* [Actions to take]
(a) Answer these questions about the NMT stack trace message, marking each answer (i), (ii) or (iii):
(i) For which builds does ALWAYSINLINE not work?
(ii) What should the method be named if the callee's point of view is chosen?
(iii) How many options does the writer list?
(b) Rewrite everything from "With respect to" down to "is there now." in the NMT stack trace message, swapping "slowdebug" for "fastdebug".

* [Document excerpt]
(begin)

RFR(M): 8133749, 8133747, 8133740: NMT detail stack trace cleanup
Chris Plummer
chris.plummer at oracle.com
Fri Aug 5 07:05:55 UTC 2016
Hi David,
If fixing os::current_frame() to have a better name and also make it go
up one less frame makes these changes more palatable, I'm willing to
make that change. I would prefer to do it with a follow up CR (it would
probably have to be an RFE), but will do it with these changes if
necessary. I still pull hairs over the proper name for this method, even
if it is modified to return the frame of whoever called it. Usually the
meaning conveyed by a method's name does not change based on whether you
choose the caller's or callee's point of view, but in this case it does,
and I'm not sure which point of view makes more sense. If we choose the
caller's point of view, then the proper name remains
os::current_frame(). If we choose the callee's point of view, then it
should be os::callers_frame(). Maybe there's a name that is agnostic and
means the same thing from both view points. I just haven't thought of
one yet.
With respect to ALWAYSINLINE, it does not work for solaris and windows
slowdebug builds. Note the special case in the test I wrote to allow for
AllocateHeap() in the stack trace in this case, even though it shouldn't
be there because it uses ALWAYSINLINE. I could have made changes in the
source to get rid of it from the stack trace, but I didn't feel the
source code disruption was worth it for a slowdebug build, especially
since there are only a allocation call sites where it is a problem. I
could use ALWAYSINLINE for the cases where it will work to inline
_get_previous_fp, but I don't really see that as being any more reliable
than what is there now.
As for making _get_previous_fp() a macro, that's made more complicated
because it has #ifdefs already. I could move its implementation directly
into os::current_frame(). That would fix the inlining problem. I think
it could also use some cleanup with the #ifdefs. For example, for
linux-x86 do we have to worry about the SPARC_WORKS and __clang__ cases?
And yes, even with my changes the code is no less fragile, and no less
misdirected in its approach to getting a consistent allocation back
trace. As I see it, there are 3 options:
(1) Do nothing, and leave it both broken and fragile.
(2) Do the cleanup I've done to at least correct the known stack trace
issues.
(3) Find another solution that doesn't suffer from these fragility issues.
Note that (3) does not preclude doing (2) first, and (2) seems a better
alternative than leaving it in its broken state (1). That's why I have
pursued these changes even though I know things will still be fragile.
thanks,
Chris
On 8/4/16 9:47 PM, David Holmes wrote:
> Hi Chris,
>
> On 5/08/2016 7:53 AM, Chris Plummer wrote:
>> Ping!

(end)

* [Record set]

(begin)

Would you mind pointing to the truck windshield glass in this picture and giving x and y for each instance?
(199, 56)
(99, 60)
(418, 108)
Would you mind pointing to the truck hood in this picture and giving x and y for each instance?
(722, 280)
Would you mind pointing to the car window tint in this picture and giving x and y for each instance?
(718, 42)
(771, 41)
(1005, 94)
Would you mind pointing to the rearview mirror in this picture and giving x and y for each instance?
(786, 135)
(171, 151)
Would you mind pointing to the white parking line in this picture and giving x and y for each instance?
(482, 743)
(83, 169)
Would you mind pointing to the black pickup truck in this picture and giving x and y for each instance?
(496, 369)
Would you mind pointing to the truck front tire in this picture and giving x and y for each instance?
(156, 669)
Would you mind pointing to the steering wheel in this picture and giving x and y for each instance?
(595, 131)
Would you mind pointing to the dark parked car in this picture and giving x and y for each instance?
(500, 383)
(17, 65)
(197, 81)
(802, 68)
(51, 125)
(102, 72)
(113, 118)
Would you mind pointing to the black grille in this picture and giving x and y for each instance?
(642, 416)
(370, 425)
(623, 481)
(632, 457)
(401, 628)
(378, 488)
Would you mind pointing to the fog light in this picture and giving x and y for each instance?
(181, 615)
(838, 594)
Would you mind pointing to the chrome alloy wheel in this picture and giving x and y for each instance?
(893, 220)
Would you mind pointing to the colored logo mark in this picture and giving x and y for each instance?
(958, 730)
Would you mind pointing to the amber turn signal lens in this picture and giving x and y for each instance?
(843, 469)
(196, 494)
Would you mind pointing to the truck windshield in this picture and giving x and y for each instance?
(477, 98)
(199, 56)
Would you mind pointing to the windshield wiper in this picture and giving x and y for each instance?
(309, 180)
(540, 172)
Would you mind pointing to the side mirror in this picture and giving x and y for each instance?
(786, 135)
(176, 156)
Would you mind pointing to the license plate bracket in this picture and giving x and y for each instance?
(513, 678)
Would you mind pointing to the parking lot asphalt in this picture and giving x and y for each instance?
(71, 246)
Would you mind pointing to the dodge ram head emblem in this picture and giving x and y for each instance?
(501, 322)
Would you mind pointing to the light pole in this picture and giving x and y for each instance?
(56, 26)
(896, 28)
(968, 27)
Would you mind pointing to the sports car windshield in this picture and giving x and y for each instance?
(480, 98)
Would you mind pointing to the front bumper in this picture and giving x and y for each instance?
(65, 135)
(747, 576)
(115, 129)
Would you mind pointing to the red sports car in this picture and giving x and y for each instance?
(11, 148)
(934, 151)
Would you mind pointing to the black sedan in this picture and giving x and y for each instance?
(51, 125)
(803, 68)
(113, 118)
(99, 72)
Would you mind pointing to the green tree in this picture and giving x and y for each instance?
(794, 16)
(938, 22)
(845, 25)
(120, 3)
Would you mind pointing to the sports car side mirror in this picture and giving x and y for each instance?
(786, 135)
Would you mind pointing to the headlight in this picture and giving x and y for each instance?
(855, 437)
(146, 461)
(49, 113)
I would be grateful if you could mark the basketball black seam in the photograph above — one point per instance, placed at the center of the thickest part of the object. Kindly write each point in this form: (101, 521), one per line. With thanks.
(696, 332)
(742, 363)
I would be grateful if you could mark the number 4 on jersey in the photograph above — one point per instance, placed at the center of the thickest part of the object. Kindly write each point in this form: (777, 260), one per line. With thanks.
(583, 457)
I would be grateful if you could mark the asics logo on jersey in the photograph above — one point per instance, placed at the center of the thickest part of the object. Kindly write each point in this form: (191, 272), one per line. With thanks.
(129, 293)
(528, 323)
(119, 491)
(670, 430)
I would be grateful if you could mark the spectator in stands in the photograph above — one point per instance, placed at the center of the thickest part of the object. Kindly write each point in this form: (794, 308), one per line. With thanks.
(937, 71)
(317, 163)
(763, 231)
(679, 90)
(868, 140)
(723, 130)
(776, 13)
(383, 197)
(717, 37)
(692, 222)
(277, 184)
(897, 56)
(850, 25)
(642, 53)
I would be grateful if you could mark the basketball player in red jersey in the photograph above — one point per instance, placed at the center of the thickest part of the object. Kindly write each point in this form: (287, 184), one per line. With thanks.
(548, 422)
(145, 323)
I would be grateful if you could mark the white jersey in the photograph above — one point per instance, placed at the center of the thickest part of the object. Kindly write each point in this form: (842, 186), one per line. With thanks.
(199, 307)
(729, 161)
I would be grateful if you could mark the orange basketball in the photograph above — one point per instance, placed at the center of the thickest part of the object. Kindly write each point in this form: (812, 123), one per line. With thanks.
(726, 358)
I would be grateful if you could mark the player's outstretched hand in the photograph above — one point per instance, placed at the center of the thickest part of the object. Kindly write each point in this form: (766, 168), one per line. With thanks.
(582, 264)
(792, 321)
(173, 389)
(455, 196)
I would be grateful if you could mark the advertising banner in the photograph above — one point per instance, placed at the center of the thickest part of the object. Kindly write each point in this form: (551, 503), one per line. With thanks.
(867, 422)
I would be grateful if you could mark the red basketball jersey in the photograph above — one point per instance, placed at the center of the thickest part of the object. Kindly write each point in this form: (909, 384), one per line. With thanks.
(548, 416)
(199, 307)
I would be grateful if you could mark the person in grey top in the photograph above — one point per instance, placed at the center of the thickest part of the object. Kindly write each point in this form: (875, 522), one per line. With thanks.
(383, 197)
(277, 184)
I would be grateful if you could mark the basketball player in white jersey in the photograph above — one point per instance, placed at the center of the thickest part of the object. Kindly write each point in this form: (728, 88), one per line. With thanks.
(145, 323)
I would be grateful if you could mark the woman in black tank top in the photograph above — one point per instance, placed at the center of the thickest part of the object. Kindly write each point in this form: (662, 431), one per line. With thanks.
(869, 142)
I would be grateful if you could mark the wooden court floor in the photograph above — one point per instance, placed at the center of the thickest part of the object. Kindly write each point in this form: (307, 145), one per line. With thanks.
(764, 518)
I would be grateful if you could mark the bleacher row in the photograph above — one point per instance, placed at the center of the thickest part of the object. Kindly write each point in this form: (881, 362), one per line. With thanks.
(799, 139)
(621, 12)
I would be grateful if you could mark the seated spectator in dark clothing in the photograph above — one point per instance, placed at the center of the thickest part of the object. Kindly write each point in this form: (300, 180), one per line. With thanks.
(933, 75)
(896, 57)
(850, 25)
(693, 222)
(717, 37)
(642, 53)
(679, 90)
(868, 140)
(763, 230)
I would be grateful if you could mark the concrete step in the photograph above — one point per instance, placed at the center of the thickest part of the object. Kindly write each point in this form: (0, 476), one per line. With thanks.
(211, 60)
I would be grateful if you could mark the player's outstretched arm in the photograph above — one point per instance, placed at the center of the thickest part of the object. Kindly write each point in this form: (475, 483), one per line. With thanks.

(end)

* [The answers]
(a)
(i) Solaris and Windows slowdebug builds.
(ii) os::callers_frame().
(iii) Three.

(b)
With respect to ALWAYSINLINE, it does not work for solaris and windows
fastdebug builds. Note the special case in the test I wrote to allow for
AllocateHeap() in the stack trace in this case, even though it shouldn't
be there because it uses ALWAYSINLINE. I could have made changes in the
source to get rid of it from the stack trace, but I didn't feel the
source code disruption was worth it for a fastdebug build, especially
since there are only a allocation call sites where it is a problem. I
could use ALWAYSINLINE for the cases where it will work to inline
_get_previous_fp, but I don't really see that as being any more reliable
than what is there now.